* **Compiti dell'esercizio**
1 > Nel commento sulla parabola dell'amministratore infedele, che cosa loda il padrone secondo Sant'Agostino?
2 > Prosegui il commento sulla parabola dell'amministratore infedele a partire dalla sua ultima frase.

* **Estratto del testo**
21 settembre – XXV Domenica del Tempo Ordinario
La parabola dell’amministratore infedele può suscitare un certo sconcerto per l’elogio, da parte del padrone, della scaltrezza del servitore cattivo, così come per la raccomandazione di Gesù ad usare il denaro ingiusto per procurarci degli amici che ci accolgano nelle dimore eterne (cfr. Lc 16, 1-9). Come comprendere tali apologie?
Sant’Agostino chiarisce che il padrone in questione non sta lodando la frode in sé, ma la lungimiranza del suo subordinato riguardo al futuro. Ebbene, «egli si è preoccupato della vita che ha una fine, e tu non ti preoccupi della vita eterna?».1 I figli della luce devono coltivare, pertanto, una «decisa determinazione»2 nella loro ricerca della patria celeste.

[Dati sulle espressioni referenziali]

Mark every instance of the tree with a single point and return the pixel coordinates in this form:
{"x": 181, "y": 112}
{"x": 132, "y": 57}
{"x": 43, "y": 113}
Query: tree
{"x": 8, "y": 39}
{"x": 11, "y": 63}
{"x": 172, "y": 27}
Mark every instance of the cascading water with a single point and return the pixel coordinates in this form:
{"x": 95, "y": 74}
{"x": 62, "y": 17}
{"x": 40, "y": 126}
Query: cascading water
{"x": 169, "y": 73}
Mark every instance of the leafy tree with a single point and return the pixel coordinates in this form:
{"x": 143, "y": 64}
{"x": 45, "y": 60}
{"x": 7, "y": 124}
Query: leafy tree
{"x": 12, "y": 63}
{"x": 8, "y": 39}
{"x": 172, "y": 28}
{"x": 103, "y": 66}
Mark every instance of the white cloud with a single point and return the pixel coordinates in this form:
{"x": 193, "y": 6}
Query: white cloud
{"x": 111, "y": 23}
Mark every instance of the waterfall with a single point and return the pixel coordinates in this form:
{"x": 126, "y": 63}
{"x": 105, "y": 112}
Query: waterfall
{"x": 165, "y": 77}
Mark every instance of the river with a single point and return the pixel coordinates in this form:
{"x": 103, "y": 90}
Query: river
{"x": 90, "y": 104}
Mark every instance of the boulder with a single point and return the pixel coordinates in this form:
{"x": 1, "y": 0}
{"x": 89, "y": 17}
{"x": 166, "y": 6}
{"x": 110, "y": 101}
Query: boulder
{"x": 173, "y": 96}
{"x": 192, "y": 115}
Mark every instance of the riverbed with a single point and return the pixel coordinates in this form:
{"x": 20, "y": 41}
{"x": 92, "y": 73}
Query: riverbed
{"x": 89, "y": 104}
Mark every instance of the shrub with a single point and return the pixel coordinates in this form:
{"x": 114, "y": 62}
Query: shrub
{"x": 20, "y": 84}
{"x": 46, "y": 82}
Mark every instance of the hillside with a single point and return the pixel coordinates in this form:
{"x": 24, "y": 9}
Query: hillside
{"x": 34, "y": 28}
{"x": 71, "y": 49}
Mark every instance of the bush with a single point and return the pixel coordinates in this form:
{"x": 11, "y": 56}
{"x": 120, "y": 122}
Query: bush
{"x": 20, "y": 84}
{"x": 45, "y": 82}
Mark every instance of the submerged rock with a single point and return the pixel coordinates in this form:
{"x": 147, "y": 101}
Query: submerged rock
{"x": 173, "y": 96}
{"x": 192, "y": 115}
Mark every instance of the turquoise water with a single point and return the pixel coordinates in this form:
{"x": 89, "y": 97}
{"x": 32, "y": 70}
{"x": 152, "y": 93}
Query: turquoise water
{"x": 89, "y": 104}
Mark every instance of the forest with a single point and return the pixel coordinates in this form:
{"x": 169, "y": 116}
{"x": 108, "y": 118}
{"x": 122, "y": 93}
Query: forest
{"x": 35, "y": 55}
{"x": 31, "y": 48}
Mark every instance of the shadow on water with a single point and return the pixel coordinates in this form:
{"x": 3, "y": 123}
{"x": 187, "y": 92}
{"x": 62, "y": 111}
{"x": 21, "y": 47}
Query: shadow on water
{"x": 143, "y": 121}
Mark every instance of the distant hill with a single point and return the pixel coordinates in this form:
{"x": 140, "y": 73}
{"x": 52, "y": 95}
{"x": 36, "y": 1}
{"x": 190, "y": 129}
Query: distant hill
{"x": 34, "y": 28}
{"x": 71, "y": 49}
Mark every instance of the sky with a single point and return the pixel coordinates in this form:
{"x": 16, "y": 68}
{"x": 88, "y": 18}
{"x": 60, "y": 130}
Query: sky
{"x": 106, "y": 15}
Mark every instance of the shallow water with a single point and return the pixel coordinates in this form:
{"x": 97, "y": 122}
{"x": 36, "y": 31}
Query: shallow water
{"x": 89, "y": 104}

* **Risposte fornite**
1 > Il padrone loda la lungimiranza del suo subordinato riguardo al futuro, non la frode in sé.

2 >
Sempre nella prospettiva agostiniana, la «disonesta ricchezza» – in latino, mamona iniquitatis – denota le false ricchezze in contrapposizione a quelle autentiche, i tesori del Cielo che nessuna tignola o ruggine possono distruggere (cfr. Mt 6 ,19-20). Così, Nostro Signore condanna la visione materialista, preoccupata esclusivamente dei beni terreni, consentendo, allo stesso tempo, che questi possano essere utilizzati per un bene più grande, come, per esempio, l’evangelizzazione e la conseguente salvezza delle anime.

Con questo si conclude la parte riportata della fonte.